#### ASSIGNMENT:
Only the lines containing "sample" belong in the answer; find them in the material below.
(DATA FOR ANALYSIS begins)
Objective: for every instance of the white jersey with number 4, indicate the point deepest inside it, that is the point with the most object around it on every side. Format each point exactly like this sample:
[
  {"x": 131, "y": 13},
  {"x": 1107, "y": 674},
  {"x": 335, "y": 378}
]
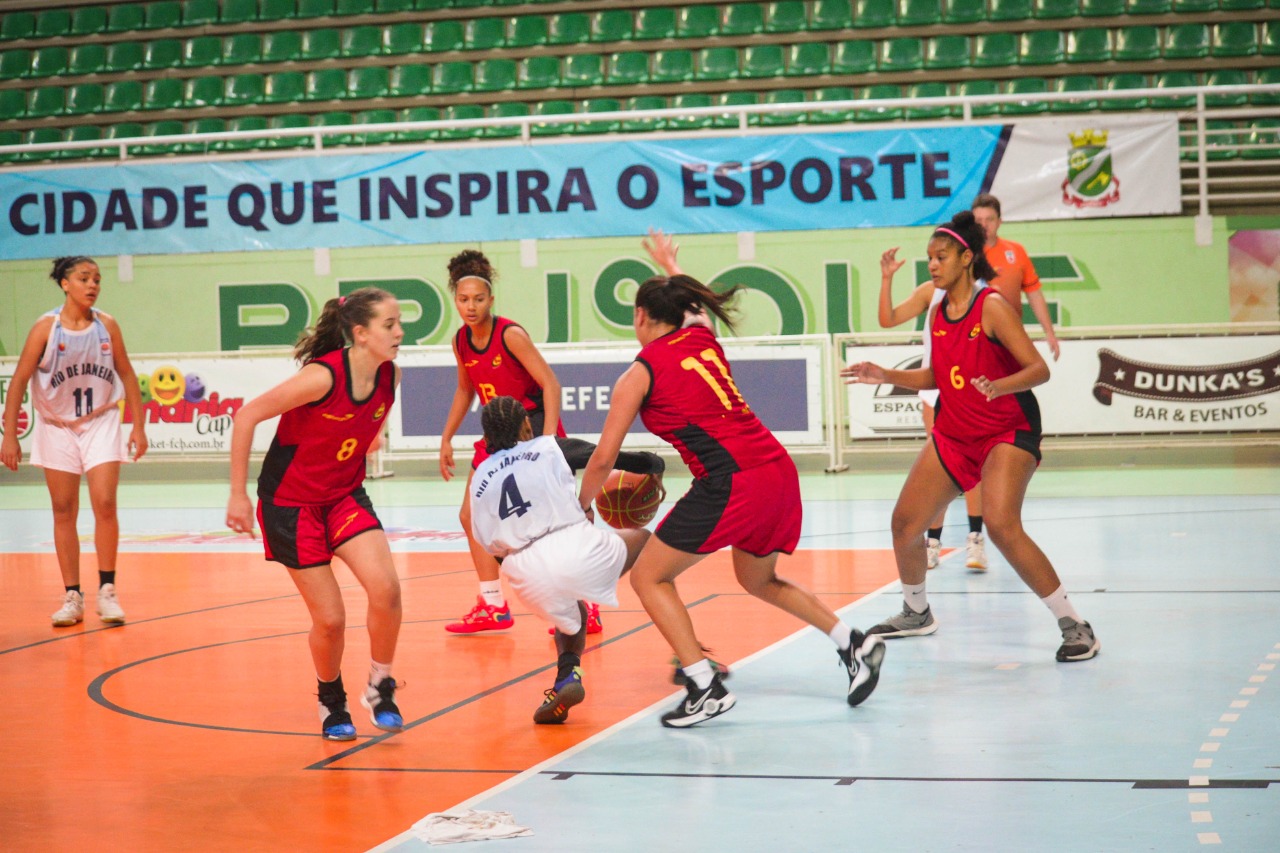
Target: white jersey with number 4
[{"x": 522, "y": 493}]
(DATA FOR ANALYSIS ends)
(DATA FOR ANALYSIS begins)
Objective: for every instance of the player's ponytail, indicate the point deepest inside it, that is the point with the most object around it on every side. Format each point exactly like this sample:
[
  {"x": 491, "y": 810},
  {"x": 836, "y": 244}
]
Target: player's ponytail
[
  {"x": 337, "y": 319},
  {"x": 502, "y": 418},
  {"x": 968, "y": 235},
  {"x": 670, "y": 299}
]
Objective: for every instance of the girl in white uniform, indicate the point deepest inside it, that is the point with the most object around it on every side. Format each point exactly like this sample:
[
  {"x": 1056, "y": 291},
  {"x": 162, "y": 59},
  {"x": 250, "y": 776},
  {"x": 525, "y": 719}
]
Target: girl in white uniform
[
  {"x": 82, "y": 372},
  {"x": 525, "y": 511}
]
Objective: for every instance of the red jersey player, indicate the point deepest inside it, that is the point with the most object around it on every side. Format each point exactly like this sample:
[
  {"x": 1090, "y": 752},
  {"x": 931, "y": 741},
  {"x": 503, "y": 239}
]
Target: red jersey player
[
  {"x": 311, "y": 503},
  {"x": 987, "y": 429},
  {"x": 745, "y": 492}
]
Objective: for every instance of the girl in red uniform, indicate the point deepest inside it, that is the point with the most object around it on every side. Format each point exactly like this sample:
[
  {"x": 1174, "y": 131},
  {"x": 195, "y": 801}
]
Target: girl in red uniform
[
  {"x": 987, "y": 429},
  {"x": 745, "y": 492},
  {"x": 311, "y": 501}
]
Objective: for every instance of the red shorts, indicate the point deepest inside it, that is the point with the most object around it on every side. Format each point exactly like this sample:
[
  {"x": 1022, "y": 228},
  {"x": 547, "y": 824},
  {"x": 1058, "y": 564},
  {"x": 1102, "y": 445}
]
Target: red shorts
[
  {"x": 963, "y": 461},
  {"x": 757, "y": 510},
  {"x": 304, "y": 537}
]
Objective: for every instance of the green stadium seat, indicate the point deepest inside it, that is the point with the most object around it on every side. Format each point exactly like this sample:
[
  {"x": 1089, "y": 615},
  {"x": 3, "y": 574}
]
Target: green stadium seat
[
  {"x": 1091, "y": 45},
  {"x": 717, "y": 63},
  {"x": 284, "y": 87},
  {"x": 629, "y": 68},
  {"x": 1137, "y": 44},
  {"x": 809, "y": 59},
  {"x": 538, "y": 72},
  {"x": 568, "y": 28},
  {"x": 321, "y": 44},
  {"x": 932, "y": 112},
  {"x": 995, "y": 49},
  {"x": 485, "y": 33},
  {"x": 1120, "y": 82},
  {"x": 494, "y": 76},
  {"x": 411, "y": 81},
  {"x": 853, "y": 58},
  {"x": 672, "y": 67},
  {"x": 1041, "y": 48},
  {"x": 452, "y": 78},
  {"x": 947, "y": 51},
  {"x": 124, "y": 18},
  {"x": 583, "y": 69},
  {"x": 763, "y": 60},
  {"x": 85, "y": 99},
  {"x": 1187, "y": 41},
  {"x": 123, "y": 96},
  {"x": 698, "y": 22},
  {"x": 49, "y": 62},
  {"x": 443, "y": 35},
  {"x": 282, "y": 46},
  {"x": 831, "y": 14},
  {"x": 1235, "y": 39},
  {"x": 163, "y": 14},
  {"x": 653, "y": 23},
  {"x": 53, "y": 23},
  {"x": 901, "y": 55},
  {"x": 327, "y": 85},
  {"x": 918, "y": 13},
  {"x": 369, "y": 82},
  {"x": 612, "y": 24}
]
(DATA FOR ANALYSIS ends)
#### OUTPUT BELOW:
Objective: for every instance of the white jersey with number 4, indicate the point deepest inside it, that is the point with the most object around it on every side. Format each point exactly like this sample:
Objective: for every instance of the player's ponytail, indicate the point deepest inside it, that is the point with the most object around it on every side. Format each point exactly like this sample:
Objective: for every instance of the girl in white uniform, indicate the point deepest inside it, that is the point with the most object around it on every side. Format each point exactly like this sample:
Objective: for every instance of the red jersey player, indicate the point deepest inside it, that is the point with the most object around it on every side. Format each point exactly like this sample:
Objective: for every instance of the girl in red uniform, indicate the point deepest inside it, that is the point with the most object around it on every side. Format each point exactly like this sample:
Objective: for every instance of the red shorts, indicate the point deepest inside it, that is the point with the most object around it on every side. Format each point exactly like this sample:
Objective: for every instance of the green stadium seat, indicate the point deepest inside it, that is the point with the most object around it on every side. Format each point exactly like this sample:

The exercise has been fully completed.